Page extract:

To quantitatively measure the accuracy of preoperative computer imaging (PCI) as a reflection of postoperative rhinoplasty results.
Thirty-eight patients underwent primary and revision rhinoplasty. Six-month postoperative photographs and “morphed” PCI images were graded on a 5-point Likert scale by 2 panels of judges, one composed of surgeons and the other of nonsurgeons. Twelve parameters were assessed. Results were stratified based on primary vs revision rhinoplasty and degree of difficulty of the rhinoplasties. Patient surveys were conducted to determine correlation between satisfaction and PCI accuracy.

Stored data:
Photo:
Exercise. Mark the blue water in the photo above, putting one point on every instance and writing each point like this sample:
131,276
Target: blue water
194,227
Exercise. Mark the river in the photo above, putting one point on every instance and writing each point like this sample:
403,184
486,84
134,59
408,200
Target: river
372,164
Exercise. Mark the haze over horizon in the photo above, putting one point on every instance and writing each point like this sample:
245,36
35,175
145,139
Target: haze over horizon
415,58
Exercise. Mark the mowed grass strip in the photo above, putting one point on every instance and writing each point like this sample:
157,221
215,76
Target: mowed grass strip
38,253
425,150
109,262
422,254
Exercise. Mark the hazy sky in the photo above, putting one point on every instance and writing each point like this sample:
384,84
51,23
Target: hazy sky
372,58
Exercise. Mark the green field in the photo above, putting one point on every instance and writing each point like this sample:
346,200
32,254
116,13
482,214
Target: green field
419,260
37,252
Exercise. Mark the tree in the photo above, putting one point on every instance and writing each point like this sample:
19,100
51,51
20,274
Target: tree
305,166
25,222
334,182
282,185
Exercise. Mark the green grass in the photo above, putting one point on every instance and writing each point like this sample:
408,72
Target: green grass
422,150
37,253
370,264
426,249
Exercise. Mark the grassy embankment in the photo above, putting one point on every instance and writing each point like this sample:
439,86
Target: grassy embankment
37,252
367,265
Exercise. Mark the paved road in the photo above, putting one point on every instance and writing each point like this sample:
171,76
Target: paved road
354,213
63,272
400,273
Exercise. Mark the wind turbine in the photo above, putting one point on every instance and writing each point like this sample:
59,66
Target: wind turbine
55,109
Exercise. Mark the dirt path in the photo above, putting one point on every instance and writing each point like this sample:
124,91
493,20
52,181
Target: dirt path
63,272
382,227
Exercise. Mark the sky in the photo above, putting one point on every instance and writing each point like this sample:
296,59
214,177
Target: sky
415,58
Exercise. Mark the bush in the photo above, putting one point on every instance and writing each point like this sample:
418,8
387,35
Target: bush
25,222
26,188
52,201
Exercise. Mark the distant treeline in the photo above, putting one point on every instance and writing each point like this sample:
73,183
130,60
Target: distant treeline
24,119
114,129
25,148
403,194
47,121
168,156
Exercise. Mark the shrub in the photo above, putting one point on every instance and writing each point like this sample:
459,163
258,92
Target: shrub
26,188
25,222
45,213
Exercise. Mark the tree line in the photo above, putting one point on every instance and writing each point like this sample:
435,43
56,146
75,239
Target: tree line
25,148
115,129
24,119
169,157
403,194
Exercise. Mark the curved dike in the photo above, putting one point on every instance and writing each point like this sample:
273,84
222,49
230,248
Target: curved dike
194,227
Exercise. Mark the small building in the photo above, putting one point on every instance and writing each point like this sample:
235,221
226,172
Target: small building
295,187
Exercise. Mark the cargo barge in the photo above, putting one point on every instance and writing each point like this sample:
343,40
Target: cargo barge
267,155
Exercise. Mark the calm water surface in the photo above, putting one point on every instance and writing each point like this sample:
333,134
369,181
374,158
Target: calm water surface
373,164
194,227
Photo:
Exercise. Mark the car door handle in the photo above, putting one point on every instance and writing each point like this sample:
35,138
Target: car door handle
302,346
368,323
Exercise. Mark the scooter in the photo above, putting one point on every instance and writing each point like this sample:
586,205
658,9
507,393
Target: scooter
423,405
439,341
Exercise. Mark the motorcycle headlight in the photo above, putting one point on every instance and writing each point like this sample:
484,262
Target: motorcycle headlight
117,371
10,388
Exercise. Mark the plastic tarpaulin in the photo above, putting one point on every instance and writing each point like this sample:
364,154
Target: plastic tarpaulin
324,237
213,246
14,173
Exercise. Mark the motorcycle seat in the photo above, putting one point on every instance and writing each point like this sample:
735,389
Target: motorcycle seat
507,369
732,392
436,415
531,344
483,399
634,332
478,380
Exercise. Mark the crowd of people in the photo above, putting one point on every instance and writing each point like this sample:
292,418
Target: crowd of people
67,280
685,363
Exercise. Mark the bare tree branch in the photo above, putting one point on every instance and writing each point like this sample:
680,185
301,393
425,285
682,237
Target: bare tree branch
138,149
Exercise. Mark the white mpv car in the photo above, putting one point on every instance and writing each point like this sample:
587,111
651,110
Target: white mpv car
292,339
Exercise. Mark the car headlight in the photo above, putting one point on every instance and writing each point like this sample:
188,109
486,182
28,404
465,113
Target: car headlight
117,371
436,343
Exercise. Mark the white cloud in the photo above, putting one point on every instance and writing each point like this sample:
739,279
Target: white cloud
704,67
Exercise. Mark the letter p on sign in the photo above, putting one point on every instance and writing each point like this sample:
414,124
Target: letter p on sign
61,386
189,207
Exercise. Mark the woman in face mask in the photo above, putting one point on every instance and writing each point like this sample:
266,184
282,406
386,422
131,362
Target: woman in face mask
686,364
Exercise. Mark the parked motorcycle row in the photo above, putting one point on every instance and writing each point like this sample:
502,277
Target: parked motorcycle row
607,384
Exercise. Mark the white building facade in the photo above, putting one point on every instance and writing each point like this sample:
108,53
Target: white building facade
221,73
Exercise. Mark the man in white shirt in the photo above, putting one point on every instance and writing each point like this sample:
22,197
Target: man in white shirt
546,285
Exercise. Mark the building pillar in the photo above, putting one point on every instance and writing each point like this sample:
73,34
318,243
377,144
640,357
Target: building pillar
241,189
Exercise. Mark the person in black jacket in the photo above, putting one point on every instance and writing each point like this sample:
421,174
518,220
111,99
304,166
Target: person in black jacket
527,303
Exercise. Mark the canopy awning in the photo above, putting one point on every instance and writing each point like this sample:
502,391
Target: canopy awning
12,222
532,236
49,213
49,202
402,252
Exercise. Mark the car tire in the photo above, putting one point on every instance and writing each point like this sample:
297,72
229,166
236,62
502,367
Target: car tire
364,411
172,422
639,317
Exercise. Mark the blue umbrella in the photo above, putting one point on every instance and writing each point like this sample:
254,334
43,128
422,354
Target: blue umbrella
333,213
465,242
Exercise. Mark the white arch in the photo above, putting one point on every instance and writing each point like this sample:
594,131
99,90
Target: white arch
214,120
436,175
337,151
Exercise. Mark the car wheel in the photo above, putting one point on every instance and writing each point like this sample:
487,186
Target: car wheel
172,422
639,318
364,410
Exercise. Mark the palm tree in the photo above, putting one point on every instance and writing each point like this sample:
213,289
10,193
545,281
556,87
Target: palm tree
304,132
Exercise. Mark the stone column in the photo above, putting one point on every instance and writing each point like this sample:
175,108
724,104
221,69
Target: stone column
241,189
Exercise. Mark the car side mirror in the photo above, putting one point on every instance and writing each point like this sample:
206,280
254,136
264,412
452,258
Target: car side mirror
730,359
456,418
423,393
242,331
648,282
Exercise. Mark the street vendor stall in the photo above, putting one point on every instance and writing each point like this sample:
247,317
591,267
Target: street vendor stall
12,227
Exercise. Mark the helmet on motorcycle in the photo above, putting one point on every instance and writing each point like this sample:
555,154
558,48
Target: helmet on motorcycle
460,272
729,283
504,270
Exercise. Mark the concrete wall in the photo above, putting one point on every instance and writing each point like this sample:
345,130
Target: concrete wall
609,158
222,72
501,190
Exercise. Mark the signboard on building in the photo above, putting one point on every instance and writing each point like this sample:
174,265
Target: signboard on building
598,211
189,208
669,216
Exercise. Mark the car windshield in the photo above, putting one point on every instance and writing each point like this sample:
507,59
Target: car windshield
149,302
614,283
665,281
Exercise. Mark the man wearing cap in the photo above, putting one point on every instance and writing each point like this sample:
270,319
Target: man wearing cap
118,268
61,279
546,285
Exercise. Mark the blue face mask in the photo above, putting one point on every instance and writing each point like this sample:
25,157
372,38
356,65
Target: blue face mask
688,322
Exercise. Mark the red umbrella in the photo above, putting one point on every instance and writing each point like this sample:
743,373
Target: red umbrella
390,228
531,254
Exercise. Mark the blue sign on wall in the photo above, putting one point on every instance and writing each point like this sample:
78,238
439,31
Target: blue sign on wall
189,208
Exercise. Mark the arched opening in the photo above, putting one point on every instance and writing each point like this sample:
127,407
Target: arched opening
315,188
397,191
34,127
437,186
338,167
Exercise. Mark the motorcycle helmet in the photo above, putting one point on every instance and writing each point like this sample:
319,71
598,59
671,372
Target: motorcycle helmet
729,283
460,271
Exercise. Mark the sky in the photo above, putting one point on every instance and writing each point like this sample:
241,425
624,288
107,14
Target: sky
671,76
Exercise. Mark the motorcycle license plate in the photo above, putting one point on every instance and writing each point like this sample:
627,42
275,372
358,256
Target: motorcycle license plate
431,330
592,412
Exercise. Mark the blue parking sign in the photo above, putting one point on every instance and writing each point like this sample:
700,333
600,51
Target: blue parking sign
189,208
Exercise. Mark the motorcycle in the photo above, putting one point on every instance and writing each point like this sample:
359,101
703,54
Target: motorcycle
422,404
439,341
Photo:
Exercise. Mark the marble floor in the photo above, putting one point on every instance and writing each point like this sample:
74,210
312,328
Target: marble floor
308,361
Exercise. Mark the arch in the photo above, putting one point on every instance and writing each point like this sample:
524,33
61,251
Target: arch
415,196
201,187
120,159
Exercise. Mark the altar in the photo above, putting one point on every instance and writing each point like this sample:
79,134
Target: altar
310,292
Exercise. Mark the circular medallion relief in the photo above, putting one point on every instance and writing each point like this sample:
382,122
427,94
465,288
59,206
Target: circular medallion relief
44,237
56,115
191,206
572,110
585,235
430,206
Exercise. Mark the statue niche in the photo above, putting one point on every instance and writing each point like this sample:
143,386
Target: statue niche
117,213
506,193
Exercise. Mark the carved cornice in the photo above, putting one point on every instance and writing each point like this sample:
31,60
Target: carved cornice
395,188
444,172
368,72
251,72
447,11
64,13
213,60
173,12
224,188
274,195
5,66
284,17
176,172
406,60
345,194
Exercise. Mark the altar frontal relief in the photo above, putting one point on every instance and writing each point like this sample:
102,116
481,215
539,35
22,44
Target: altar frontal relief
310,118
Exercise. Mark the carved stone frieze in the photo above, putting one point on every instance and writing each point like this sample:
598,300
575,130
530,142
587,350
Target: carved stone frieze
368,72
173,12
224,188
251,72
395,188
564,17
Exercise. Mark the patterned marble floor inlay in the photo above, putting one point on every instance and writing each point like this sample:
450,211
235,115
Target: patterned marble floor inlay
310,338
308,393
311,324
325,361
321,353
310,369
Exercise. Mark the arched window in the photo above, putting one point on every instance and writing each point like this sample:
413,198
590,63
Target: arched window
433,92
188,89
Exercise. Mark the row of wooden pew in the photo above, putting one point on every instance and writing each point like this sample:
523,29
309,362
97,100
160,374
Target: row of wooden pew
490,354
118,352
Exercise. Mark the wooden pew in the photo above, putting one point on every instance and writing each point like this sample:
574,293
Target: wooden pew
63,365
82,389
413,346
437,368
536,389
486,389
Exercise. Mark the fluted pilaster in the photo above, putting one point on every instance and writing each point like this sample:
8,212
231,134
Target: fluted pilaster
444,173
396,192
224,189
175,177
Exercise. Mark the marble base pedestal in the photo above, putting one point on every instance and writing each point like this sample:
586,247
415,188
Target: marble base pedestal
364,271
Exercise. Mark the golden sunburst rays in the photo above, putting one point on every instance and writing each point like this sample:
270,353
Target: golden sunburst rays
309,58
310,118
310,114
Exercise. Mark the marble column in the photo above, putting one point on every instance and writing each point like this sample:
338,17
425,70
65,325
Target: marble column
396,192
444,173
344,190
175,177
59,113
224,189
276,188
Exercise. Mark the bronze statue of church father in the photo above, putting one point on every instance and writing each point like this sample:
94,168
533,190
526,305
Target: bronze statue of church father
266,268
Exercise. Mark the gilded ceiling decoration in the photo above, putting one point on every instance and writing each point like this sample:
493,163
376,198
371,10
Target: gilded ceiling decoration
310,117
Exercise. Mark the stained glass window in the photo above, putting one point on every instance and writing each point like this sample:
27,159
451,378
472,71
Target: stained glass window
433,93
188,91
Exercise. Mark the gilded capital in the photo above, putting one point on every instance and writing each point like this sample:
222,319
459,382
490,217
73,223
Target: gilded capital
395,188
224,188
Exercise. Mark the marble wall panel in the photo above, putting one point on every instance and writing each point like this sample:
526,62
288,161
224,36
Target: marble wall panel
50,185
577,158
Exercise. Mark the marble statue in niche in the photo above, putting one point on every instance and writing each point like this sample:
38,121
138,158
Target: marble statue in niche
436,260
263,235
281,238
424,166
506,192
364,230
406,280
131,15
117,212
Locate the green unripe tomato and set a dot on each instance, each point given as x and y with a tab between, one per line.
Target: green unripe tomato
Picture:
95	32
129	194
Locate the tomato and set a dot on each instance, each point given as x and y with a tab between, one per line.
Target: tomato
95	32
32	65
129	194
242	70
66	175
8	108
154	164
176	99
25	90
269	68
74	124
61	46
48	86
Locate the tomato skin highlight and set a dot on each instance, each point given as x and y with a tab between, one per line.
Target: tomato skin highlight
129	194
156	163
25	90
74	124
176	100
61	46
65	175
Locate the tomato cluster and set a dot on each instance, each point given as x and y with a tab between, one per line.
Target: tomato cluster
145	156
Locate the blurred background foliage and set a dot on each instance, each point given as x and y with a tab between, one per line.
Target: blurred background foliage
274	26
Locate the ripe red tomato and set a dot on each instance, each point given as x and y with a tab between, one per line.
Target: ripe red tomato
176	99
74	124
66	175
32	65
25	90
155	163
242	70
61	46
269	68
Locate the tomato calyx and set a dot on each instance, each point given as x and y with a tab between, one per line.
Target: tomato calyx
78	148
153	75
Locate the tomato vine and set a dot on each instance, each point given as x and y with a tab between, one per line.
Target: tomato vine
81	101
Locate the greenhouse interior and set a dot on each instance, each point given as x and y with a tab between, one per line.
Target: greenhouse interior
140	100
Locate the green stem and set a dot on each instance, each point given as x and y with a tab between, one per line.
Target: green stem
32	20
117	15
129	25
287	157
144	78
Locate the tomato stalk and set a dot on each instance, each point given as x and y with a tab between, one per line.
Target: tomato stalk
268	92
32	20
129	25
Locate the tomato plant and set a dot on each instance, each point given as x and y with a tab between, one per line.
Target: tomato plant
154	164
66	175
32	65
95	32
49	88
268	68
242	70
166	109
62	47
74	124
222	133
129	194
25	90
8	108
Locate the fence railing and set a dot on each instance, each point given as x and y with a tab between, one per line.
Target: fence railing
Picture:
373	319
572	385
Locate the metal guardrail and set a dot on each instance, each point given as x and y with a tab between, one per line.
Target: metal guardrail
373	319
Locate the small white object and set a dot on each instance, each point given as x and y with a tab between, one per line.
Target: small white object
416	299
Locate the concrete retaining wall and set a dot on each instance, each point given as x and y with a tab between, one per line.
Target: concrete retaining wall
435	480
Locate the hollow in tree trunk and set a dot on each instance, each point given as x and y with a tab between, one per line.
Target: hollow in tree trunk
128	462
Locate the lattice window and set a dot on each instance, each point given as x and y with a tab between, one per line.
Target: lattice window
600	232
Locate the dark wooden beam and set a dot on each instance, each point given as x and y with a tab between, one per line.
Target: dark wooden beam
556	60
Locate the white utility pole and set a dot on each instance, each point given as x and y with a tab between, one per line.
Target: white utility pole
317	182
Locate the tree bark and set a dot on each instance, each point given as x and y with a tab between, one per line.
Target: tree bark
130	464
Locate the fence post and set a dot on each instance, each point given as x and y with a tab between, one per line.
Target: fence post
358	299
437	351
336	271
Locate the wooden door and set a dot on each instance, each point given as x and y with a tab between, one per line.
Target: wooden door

Your tasks:
A) In the rhinoplasty imaging abstract, who made up the two panels of judges that graded the images?
B) Continue the abstract on preoperative computer imaging in rhinoplasty from where it stops.

Responses for each task:
A) One panel was made up of surgeons and the other of nonsurgeons.

B)
Mean overall accuracy was 2.98 by the expert panel, indicating moderate PCI accuracy. Supratip height was the lowest-rated parameter, while measurements of the upper third were most accurate. The accuracy in primary rhinoplasty was comparable to that found in revision surgery, although tougher cases were rated lower in overall accuracy and projection score. Satisfied patients had significantly higher PCI accuracy scores, and most patients found the PCI extremely useful.
Preoperative computer imaging is a useful exercise, valued by patients during the rhinoplasty consultation. Accuracy is moderate in both primary and revision cases, although supratip edema is a limiting factor at the 6-month mark.